PROMPT 1 → Report every line in the records below that contains the string "pony", treating case as significant.

SOURCE →
○ ○ ○
# anyone have any info..



## NBPD (Apr 29, 2005)

hey all quick questioin, i was just wondering if anyone knows or has an idea of where the nyc police exam takes place? in what borough? alright thank you and if anyone knows a good study guide to study from please chare with me thanks.


----------



## NBPD (Apr 29, 2005)

*share ;/


----------



## Gil (Jun 15, 1998)

Moved from Hot Topics...


----------



## Mortal knight (Jun 17, 2003)

Occasionally they will send a recruiter up here to give the test. Most of the time in boston. I'm sure if you google NYC police it will give you more info.


----------



## BartA1 (May 5, 2002)

Last time I took the nest for NYPD it was given at the Allied Health High School at East 13 in Manhattan. Most of the people there where from outside NYC. call 212RECRUIT and talk to a recruiter as the process might have changed.
○ ○ ○
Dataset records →
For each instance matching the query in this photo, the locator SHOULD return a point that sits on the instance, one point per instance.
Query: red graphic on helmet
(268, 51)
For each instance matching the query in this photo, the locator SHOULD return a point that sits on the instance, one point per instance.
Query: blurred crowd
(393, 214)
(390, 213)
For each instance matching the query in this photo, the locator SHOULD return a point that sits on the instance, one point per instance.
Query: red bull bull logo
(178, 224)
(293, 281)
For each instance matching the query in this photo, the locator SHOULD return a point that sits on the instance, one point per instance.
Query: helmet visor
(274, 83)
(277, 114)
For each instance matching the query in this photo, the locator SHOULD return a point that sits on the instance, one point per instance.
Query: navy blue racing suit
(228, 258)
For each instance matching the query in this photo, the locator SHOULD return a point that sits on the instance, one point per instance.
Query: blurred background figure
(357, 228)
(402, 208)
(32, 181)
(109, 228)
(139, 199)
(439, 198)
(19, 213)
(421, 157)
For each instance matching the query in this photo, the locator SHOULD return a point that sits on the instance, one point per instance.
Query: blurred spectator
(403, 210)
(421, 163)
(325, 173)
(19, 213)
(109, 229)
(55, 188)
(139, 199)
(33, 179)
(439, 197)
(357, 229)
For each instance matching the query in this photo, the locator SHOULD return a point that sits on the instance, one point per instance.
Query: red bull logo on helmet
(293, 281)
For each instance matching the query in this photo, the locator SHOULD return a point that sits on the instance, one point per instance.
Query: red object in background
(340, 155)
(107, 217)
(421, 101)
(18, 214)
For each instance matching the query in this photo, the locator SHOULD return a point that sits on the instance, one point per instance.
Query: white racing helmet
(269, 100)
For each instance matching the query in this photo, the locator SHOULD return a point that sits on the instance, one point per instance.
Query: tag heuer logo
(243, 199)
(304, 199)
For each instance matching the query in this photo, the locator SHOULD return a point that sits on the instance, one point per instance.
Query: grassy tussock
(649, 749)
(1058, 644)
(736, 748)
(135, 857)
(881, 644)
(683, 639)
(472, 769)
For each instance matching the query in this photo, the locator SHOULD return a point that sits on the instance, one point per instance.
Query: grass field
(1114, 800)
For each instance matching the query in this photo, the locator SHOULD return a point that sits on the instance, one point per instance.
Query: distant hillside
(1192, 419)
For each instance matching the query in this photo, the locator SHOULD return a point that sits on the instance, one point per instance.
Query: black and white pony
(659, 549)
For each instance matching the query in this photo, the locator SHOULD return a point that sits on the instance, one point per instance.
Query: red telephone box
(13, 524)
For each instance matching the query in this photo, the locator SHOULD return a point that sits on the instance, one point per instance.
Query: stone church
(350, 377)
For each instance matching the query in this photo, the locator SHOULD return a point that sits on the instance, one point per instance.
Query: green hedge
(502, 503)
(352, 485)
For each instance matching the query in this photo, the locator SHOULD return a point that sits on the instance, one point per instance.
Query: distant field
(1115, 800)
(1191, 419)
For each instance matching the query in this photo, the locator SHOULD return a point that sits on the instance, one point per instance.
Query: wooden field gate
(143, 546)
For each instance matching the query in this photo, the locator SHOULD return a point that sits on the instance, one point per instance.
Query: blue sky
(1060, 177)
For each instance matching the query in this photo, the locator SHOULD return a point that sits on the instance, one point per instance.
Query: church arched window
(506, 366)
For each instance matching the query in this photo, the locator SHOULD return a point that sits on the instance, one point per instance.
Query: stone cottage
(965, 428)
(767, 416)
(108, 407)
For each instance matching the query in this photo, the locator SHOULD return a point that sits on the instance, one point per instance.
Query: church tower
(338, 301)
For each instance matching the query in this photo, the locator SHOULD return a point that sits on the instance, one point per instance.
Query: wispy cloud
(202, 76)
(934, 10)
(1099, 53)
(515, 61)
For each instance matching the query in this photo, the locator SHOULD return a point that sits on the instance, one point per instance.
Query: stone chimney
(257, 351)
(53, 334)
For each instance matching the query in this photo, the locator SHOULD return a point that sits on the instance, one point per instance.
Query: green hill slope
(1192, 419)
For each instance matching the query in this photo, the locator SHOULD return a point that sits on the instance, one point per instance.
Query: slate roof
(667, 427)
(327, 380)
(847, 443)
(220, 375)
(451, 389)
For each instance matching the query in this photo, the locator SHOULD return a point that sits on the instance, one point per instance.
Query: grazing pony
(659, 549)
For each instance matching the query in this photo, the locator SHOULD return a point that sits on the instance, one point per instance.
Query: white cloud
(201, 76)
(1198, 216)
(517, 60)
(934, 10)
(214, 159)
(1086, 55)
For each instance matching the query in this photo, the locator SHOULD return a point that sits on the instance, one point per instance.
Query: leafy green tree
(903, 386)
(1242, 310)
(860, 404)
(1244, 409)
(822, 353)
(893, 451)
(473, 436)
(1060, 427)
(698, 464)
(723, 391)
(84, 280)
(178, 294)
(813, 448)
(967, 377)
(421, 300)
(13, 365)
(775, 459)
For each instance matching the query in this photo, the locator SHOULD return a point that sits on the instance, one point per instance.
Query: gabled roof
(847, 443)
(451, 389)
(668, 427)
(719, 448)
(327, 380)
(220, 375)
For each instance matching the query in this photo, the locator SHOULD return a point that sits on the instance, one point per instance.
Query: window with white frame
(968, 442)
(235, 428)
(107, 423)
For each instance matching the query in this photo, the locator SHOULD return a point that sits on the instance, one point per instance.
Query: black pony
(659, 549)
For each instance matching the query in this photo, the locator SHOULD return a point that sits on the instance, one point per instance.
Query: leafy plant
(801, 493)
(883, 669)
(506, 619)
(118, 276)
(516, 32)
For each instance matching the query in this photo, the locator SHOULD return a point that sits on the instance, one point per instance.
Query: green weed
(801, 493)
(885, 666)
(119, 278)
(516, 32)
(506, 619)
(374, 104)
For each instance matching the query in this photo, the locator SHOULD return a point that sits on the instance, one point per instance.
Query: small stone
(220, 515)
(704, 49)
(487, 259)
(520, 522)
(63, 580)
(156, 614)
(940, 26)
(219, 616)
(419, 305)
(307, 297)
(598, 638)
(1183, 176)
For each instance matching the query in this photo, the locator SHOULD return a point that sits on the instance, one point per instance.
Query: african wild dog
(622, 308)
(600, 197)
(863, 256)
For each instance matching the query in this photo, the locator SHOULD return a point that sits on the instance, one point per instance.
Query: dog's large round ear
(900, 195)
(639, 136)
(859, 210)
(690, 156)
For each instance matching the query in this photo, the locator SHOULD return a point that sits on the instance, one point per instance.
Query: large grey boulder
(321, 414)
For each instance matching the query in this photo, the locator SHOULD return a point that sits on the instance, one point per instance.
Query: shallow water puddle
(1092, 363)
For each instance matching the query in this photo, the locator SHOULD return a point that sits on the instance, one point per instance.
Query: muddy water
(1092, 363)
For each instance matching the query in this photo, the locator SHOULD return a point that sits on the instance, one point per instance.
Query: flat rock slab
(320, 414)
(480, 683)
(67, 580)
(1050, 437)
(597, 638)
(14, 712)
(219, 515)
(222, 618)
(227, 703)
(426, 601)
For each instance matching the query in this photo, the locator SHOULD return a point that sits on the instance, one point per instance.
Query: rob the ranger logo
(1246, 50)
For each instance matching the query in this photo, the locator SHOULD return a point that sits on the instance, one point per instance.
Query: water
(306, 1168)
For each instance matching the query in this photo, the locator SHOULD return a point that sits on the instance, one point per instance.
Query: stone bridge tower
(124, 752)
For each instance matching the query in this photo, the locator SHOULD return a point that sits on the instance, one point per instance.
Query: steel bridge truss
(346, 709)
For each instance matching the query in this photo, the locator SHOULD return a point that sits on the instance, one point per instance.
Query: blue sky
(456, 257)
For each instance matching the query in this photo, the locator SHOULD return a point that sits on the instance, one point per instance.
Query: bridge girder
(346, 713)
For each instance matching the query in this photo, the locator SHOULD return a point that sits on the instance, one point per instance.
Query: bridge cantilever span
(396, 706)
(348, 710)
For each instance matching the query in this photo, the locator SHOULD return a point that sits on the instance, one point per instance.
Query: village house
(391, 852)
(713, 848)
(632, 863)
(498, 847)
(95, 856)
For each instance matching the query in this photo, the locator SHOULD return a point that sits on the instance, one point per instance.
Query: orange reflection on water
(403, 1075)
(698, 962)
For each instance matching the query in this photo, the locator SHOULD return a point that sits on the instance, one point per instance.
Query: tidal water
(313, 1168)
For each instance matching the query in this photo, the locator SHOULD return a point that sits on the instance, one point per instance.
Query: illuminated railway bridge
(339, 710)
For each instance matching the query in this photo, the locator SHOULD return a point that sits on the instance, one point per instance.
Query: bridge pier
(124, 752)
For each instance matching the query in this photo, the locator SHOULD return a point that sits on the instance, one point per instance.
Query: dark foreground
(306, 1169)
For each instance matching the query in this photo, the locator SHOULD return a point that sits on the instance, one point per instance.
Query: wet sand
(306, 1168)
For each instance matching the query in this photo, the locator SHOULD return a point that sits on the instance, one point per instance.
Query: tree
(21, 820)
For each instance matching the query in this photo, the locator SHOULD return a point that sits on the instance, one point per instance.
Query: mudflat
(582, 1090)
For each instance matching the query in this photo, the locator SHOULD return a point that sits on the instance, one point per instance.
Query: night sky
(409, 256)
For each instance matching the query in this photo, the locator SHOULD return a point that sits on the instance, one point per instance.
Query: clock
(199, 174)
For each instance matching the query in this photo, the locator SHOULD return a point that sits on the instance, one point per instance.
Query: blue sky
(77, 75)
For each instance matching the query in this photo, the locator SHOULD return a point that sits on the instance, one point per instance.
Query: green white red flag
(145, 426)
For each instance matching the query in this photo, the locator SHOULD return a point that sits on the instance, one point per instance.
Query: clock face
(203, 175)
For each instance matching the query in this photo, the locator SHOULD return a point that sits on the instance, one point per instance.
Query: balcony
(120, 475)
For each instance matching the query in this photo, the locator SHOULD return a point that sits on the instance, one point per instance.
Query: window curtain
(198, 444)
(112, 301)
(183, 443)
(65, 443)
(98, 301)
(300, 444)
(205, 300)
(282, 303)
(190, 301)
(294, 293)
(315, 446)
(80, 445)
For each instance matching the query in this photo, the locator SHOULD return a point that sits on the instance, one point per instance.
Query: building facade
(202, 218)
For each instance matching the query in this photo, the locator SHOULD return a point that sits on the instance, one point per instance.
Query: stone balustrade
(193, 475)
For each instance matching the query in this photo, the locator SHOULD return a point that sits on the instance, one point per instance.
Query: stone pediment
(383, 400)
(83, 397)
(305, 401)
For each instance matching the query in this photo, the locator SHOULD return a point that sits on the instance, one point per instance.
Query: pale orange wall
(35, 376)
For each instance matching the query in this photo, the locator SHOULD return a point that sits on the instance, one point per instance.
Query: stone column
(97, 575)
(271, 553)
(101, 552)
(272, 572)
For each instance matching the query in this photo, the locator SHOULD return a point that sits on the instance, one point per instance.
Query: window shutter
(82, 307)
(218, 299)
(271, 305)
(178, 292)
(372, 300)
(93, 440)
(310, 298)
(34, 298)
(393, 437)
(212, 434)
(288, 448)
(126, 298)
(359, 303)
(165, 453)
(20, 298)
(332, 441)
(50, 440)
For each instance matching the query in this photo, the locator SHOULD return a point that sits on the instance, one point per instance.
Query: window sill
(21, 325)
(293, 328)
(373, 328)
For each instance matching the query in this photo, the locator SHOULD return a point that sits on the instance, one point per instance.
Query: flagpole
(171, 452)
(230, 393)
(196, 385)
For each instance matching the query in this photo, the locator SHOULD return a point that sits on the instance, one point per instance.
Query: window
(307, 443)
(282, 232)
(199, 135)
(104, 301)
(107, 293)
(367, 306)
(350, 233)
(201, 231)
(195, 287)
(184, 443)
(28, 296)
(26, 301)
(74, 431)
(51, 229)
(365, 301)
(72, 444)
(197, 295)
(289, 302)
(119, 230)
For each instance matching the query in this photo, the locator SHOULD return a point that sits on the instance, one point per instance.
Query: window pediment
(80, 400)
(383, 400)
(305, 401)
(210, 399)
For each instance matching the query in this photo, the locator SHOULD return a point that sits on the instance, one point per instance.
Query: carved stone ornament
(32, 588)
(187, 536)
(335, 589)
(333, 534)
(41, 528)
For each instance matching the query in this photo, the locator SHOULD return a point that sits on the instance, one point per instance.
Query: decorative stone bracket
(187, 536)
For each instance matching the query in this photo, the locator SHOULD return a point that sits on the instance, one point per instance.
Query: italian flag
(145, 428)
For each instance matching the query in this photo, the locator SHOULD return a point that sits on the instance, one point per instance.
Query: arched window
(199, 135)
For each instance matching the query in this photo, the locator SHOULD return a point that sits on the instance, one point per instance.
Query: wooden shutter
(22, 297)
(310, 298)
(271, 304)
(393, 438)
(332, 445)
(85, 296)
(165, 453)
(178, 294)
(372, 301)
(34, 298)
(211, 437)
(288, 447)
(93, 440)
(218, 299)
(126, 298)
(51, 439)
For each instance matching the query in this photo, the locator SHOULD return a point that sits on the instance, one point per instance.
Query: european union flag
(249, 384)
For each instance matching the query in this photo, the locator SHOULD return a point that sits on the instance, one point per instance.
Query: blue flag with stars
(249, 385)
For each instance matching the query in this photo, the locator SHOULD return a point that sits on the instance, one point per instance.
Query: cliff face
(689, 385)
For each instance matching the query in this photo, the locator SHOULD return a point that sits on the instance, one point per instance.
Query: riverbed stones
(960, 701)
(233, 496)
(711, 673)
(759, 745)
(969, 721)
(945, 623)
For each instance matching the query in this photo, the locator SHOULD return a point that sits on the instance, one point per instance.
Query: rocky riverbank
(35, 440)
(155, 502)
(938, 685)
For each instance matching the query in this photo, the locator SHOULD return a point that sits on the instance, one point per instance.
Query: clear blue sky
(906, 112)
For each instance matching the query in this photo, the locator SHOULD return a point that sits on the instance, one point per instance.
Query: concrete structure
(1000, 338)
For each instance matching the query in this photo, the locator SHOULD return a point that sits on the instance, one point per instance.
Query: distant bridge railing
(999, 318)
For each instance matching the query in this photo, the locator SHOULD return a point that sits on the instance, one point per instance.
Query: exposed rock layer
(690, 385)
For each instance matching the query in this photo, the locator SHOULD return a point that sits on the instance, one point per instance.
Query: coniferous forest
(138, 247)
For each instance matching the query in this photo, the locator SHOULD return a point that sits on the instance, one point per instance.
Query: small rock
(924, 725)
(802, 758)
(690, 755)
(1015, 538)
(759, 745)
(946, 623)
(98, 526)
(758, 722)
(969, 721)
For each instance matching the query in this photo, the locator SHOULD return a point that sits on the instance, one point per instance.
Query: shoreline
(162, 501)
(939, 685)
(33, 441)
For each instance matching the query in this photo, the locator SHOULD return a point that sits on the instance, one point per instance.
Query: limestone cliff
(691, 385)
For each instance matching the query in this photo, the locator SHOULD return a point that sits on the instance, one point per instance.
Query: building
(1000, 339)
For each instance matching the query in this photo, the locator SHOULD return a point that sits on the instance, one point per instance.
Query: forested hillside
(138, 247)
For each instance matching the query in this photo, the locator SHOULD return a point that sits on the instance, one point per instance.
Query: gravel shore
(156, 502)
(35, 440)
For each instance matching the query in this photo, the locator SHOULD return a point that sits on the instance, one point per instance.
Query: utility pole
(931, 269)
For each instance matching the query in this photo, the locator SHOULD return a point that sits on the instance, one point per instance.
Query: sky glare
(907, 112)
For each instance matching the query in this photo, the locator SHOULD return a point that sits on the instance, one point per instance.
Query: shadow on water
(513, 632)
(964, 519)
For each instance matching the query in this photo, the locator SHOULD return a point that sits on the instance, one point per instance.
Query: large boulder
○ ○ ○
PROMPT 2 → Continue the forum thread above about where the NYC police exam is given, starting after its final post.

REPLY 1 →
Query: black and white pony
Query: grazing pony
Query: black pony

REPLY 2 →
----------



## ROBOCOP1982 (Sep 4, 2002)

NBPD...do a little research. The NYPD exam is held in probably over 100 locations, certainly not all of which are located within the city. The best way to find out where an NYPD exam will be held would be to go to their website (http://www.nypd2.org/html/recruit/policeofficer.html) or to call 212-RECRUIT.

Come on bro! Initiative!


----------



## NegroRotary (Mar 27, 2005)

I am schedule to take it on June 18, but in NYC.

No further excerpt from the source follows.